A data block
--- Begin ---
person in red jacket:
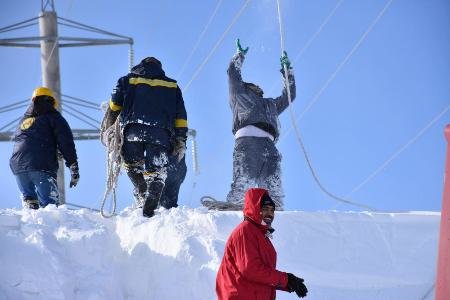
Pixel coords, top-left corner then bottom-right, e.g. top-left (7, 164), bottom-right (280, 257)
top-left (216, 188), bottom-right (308, 300)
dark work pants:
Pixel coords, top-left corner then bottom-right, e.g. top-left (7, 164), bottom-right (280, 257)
top-left (227, 137), bottom-right (284, 209)
top-left (122, 140), bottom-right (168, 206)
top-left (16, 171), bottom-right (59, 207)
top-left (159, 155), bottom-right (187, 209)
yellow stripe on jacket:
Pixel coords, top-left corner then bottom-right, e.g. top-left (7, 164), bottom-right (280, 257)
top-left (129, 77), bottom-right (178, 88)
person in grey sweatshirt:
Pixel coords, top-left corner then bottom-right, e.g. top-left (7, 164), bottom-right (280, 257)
top-left (226, 39), bottom-right (296, 210)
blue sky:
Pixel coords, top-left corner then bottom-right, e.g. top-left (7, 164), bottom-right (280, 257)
top-left (0, 0), bottom-right (450, 211)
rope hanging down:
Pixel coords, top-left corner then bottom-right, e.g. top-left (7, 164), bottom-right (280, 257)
top-left (277, 0), bottom-right (377, 211)
top-left (100, 118), bottom-right (123, 218)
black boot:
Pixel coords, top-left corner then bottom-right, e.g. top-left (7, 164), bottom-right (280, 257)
top-left (23, 198), bottom-right (39, 209)
top-left (142, 180), bottom-right (164, 218)
top-left (126, 167), bottom-right (147, 207)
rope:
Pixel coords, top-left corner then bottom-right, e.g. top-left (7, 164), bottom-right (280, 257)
top-left (100, 118), bottom-right (123, 218)
top-left (183, 0), bottom-right (250, 93)
top-left (277, 0), bottom-right (376, 211)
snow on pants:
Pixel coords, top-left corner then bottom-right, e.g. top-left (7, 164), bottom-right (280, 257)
top-left (159, 155), bottom-right (187, 209)
top-left (122, 140), bottom-right (168, 199)
top-left (227, 137), bottom-right (284, 209)
top-left (16, 171), bottom-right (59, 207)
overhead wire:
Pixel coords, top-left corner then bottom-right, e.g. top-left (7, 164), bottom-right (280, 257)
top-left (294, 0), bottom-right (344, 63)
top-left (0, 17), bottom-right (39, 33)
top-left (346, 105), bottom-right (450, 197)
top-left (62, 108), bottom-right (99, 129)
top-left (269, 0), bottom-right (344, 94)
top-left (0, 116), bottom-right (22, 132)
top-left (62, 99), bottom-right (102, 111)
top-left (183, 0), bottom-right (251, 93)
top-left (177, 0), bottom-right (222, 78)
top-left (286, 0), bottom-right (394, 129)
top-left (277, 0), bottom-right (377, 211)
top-left (65, 104), bottom-right (100, 124)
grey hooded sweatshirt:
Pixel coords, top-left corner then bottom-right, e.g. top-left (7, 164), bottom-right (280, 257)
top-left (228, 53), bottom-right (296, 140)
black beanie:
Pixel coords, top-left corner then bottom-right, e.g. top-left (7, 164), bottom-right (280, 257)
top-left (261, 193), bottom-right (275, 207)
top-left (141, 56), bottom-right (162, 67)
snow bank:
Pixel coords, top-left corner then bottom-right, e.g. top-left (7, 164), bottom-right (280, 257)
top-left (0, 206), bottom-right (440, 300)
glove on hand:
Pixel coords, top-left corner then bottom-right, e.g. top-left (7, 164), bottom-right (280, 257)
top-left (287, 273), bottom-right (308, 298)
top-left (172, 137), bottom-right (186, 162)
top-left (100, 126), bottom-right (115, 147)
top-left (69, 162), bottom-right (80, 187)
top-left (236, 39), bottom-right (248, 55)
top-left (280, 51), bottom-right (292, 70)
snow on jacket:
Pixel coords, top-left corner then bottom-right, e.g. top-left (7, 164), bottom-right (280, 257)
top-left (9, 100), bottom-right (77, 174)
top-left (216, 188), bottom-right (287, 300)
top-left (109, 62), bottom-right (187, 141)
top-left (228, 53), bottom-right (296, 140)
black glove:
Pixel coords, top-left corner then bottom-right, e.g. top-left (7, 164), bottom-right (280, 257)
top-left (69, 162), bottom-right (80, 187)
top-left (280, 51), bottom-right (292, 70)
top-left (172, 136), bottom-right (186, 162)
top-left (287, 273), bottom-right (308, 298)
top-left (236, 39), bottom-right (248, 55)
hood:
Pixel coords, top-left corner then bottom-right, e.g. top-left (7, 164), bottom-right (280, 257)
top-left (244, 188), bottom-right (267, 224)
top-left (131, 62), bottom-right (166, 78)
top-left (25, 98), bottom-right (56, 117)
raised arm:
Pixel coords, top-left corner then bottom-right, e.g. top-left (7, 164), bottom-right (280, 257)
top-left (275, 51), bottom-right (296, 114)
top-left (227, 39), bottom-right (248, 91)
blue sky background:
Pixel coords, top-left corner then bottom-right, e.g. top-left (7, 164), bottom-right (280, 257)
top-left (0, 0), bottom-right (450, 211)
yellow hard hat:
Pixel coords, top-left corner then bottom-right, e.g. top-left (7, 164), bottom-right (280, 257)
top-left (31, 86), bottom-right (58, 108)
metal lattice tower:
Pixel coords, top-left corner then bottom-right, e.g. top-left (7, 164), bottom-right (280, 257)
top-left (0, 0), bottom-right (133, 204)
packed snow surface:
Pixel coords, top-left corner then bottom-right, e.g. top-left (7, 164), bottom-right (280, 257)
top-left (0, 205), bottom-right (440, 300)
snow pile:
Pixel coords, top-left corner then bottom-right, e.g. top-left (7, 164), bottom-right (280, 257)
top-left (0, 206), bottom-right (440, 300)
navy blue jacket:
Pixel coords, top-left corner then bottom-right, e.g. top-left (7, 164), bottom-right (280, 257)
top-left (9, 99), bottom-right (77, 174)
top-left (109, 63), bottom-right (187, 141)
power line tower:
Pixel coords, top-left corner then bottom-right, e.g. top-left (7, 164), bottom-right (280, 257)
top-left (0, 0), bottom-right (133, 204)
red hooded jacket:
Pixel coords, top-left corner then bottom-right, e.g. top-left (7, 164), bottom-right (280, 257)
top-left (216, 188), bottom-right (287, 300)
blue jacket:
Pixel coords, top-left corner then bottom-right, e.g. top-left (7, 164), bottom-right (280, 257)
top-left (109, 63), bottom-right (187, 141)
top-left (9, 100), bottom-right (77, 174)
top-left (228, 54), bottom-right (296, 140)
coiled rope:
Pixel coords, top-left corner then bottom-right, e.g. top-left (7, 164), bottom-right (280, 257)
top-left (100, 118), bottom-right (123, 218)
top-left (277, 0), bottom-right (377, 211)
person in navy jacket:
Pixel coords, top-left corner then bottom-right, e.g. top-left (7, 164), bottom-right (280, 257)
top-left (216, 188), bottom-right (308, 300)
top-left (9, 87), bottom-right (80, 209)
top-left (102, 57), bottom-right (188, 217)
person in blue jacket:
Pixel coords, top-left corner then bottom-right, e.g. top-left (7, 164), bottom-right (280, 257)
top-left (102, 57), bottom-right (188, 217)
top-left (226, 39), bottom-right (296, 210)
top-left (9, 87), bottom-right (80, 209)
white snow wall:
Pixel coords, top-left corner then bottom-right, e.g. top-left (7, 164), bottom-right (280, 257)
top-left (0, 206), bottom-right (440, 300)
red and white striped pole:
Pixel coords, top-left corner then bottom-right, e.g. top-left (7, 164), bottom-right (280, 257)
top-left (435, 124), bottom-right (450, 300)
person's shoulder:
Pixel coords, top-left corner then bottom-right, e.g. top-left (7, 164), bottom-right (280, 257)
top-left (162, 76), bottom-right (177, 83)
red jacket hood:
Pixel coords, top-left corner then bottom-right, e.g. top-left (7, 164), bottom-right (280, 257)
top-left (244, 188), bottom-right (267, 224)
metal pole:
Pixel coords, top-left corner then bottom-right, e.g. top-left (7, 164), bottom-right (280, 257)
top-left (39, 11), bottom-right (66, 204)
top-left (435, 124), bottom-right (450, 300)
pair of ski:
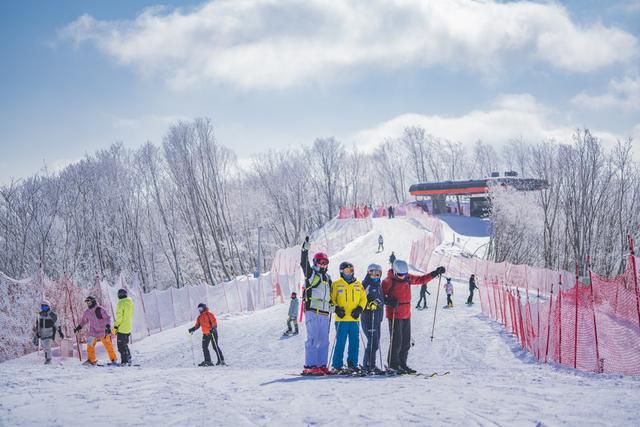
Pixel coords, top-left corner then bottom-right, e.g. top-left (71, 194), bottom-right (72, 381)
top-left (290, 371), bottom-right (450, 379)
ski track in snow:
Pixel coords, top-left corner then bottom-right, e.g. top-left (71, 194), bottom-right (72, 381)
top-left (0, 218), bottom-right (640, 427)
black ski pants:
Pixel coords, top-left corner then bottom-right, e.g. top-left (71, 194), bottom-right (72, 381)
top-left (116, 332), bottom-right (131, 363)
top-left (467, 288), bottom-right (475, 304)
top-left (360, 308), bottom-right (384, 369)
top-left (388, 319), bottom-right (411, 369)
top-left (202, 328), bottom-right (224, 362)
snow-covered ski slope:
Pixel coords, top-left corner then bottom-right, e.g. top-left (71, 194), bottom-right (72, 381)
top-left (0, 218), bottom-right (640, 427)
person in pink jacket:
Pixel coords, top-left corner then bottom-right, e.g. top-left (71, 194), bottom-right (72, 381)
top-left (73, 295), bottom-right (116, 365)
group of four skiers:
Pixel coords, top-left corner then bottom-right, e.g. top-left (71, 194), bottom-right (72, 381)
top-left (290, 237), bottom-right (445, 375)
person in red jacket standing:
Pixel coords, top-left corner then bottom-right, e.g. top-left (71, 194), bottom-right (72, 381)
top-left (189, 302), bottom-right (225, 366)
top-left (382, 259), bottom-right (445, 374)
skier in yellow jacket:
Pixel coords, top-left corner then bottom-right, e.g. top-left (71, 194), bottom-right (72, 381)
top-left (331, 261), bottom-right (367, 372)
top-left (113, 289), bottom-right (134, 366)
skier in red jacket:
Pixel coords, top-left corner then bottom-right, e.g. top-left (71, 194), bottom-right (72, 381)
top-left (189, 302), bottom-right (225, 366)
top-left (382, 259), bottom-right (445, 374)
--- End ---
## THE TASK
Repeat the lines of the listing verbatim, starting at the line that contains "ski track in" and continuing through the final line of the listing.

## ANSWER TO THIS TASK
ski track in snow:
Pixel coords, top-left corner then bottom-right, e.g. top-left (71, 194), bottom-right (72, 381)
top-left (0, 218), bottom-right (640, 427)
black ski pants:
Pixel coords, top-left corner then bottom-right, e.g. top-left (71, 194), bottom-right (72, 381)
top-left (116, 332), bottom-right (131, 363)
top-left (467, 288), bottom-right (475, 304)
top-left (360, 308), bottom-right (384, 369)
top-left (388, 319), bottom-right (411, 369)
top-left (202, 328), bottom-right (224, 362)
snow-covered ski slope:
Pixel coords, top-left corner then bottom-right, e.g. top-left (71, 194), bottom-right (72, 381)
top-left (0, 218), bottom-right (640, 427)
person in pink jacket:
Pixel coords, top-left corner then bottom-right, e.g. top-left (71, 194), bottom-right (72, 381)
top-left (73, 295), bottom-right (116, 365)
group of four skiers:
Pixel coords, top-left corner then bottom-right, e.g. top-left (71, 194), bottom-right (72, 381)
top-left (290, 237), bottom-right (445, 375)
person in red jacket standing:
Pixel coords, top-left corner then bottom-right, e.g. top-left (71, 194), bottom-right (72, 381)
top-left (189, 302), bottom-right (225, 366)
top-left (382, 259), bottom-right (445, 374)
skier in yellow jacket:
Pixel coords, top-left corner then bottom-right, e.g. top-left (71, 194), bottom-right (72, 381)
top-left (331, 261), bottom-right (367, 372)
top-left (113, 289), bottom-right (134, 366)
skier in red jacket:
Pixel coords, top-left corner then bottom-right, e.g. top-left (71, 194), bottom-right (72, 381)
top-left (189, 302), bottom-right (225, 366)
top-left (382, 259), bottom-right (445, 374)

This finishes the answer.